[Data drawn from a collection]
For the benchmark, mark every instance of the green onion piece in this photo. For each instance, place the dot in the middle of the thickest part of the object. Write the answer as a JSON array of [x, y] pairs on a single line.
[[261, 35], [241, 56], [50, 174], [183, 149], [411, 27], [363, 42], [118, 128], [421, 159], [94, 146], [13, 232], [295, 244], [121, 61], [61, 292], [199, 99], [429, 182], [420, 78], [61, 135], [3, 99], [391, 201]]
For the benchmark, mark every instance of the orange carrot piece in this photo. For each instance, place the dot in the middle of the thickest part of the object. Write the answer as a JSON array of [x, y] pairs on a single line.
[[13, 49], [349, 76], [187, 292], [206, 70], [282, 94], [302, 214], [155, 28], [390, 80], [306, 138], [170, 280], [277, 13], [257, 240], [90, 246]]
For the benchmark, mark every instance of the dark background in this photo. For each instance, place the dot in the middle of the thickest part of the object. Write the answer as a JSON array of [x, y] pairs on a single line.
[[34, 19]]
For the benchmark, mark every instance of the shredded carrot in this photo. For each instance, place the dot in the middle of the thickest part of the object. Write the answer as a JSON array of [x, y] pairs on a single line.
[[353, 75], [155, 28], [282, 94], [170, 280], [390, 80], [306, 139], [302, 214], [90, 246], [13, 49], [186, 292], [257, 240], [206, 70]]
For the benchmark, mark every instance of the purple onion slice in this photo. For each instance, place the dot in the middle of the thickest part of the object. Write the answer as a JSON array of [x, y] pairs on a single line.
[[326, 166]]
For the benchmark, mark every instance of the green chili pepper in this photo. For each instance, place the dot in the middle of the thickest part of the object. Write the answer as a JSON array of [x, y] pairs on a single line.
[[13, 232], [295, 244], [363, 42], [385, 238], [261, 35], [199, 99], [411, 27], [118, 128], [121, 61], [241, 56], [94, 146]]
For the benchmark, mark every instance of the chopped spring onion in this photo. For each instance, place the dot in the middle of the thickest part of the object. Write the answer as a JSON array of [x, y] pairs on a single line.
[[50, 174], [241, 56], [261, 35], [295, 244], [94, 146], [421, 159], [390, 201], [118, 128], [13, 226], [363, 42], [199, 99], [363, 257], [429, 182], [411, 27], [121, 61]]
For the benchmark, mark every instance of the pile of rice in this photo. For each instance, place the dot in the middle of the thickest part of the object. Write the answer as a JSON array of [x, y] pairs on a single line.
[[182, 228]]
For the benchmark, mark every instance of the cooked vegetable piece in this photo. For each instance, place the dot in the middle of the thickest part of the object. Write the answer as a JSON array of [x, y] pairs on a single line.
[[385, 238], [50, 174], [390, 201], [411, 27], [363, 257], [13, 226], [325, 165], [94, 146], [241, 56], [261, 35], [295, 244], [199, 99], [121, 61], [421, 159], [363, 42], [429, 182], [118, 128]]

§ Requirements
Reproduce, word for word, the records from the line containing "For the benchmark, mark every instance of the cooked" through the end of the records, and nothing more.

§ Task answer
For the benchmark, mark every instance of the cooked vegetable piece in this photo. For each instance, place the dot in the middle of the thickest part of the object. Write the answer as a JSON array of [x, y] pairs on a single line.
[[385, 238], [50, 174], [390, 201], [411, 27], [363, 257], [13, 226], [325, 165], [94, 146], [241, 56], [261, 35], [295, 244], [199, 99], [121, 61], [421, 159], [363, 42], [429, 182], [118, 128]]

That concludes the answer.